_THE PROBLEM_
From the listing below, give again exactly the lines from the line with "Where can you spot the front bumper" to the line with "Where can you spot the front tire", ends included, without any pictures.

_DATA TO EXAMINE_
⁂
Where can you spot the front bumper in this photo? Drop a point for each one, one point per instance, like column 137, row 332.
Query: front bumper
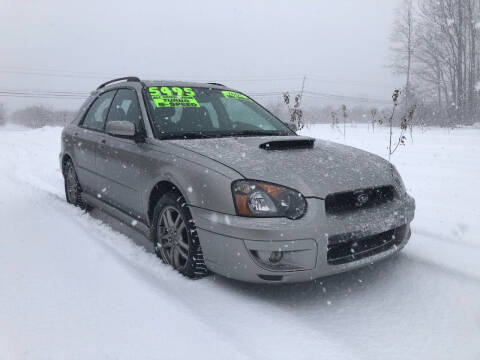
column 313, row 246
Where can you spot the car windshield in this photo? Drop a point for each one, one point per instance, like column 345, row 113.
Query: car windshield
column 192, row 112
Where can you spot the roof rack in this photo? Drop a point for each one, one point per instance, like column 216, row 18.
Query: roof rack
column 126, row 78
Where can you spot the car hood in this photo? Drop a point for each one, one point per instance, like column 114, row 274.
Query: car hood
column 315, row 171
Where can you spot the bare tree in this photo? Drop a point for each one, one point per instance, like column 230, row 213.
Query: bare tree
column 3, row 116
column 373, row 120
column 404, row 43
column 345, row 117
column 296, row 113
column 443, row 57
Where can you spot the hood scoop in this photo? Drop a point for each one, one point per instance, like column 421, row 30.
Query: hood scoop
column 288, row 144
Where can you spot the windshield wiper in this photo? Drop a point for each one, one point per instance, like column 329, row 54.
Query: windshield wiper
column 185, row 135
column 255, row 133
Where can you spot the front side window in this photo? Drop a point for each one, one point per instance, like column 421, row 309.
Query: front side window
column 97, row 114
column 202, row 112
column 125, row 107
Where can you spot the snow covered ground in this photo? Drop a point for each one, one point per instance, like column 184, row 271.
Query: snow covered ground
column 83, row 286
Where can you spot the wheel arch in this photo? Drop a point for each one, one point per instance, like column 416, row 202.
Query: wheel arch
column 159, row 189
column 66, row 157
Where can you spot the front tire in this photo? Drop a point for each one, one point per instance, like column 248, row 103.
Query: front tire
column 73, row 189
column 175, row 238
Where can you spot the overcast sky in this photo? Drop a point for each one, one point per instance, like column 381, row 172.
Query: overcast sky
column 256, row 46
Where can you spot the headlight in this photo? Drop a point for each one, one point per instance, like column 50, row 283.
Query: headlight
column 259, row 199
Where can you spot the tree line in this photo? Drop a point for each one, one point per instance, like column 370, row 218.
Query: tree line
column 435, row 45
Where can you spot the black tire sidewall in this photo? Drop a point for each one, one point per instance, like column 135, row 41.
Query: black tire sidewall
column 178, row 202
⁂
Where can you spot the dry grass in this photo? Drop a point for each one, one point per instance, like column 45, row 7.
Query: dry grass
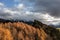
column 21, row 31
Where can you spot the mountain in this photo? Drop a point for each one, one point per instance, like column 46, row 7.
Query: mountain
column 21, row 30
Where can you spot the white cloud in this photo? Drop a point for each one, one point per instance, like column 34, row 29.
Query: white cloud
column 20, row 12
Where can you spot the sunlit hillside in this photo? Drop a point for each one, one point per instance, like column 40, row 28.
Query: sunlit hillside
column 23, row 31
⁂
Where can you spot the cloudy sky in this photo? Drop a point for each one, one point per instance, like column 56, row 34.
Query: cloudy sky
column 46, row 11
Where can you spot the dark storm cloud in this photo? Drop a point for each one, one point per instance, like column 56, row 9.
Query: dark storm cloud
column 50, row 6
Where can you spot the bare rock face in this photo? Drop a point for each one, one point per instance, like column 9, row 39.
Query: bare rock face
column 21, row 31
⁂
_ANSWER TO THE EXERCISE_
Where can you spot the front bumper in this photo? Drop a point for each one, one point per instance, like column 137, row 332.
Query: front bumper
column 313, row 246
Where can you spot the car windshield in this photo? Drop a point for each one, one point per instance, like column 345, row 113.
Query: car windshield
column 192, row 112
Where can you spot the roof rack in this photo? Drop a point for each one, one point per instance, like column 216, row 18.
Query: roof rack
column 126, row 78
Where can you spot the car hood in this photo? Drop a point for each one, one point per instance, like column 114, row 274.
Query: car hood
column 315, row 171
Where can you spot the bare tree in this photo? Drop a point for each one, one point per instance, like column 230, row 213.
Query: bare tree
column 3, row 116
column 373, row 120
column 404, row 43
column 345, row 117
column 296, row 113
column 443, row 57
Where can you spot the hood scoop in this photo? Drop a point for each one, one point per instance, like column 421, row 30.
Query: hood scoop
column 288, row 144
Where can you spot the windshield wiper in this photo? Drop a point for each one, one point per instance, like column 329, row 54.
Query: windshield wiper
column 185, row 135
column 255, row 133
Where can you spot the front side window in this photo? Drop a point for each one, one point per instance, like column 421, row 309.
Query: front side window
column 97, row 114
column 202, row 112
column 125, row 107
Where can you spot the snow covered ground in this photo? Drop a point for each one, one point per instance, like column 184, row 271.
Query: snow covered ground
column 83, row 286
Where can you spot the wheel arch in this photo? Drop a point for each one, one point per instance, like column 416, row 202.
Query: wheel arch
column 159, row 189
column 66, row 157
Where can you spot the front tire in this photo? Drop a point for each one, one point per instance, like column 248, row 103.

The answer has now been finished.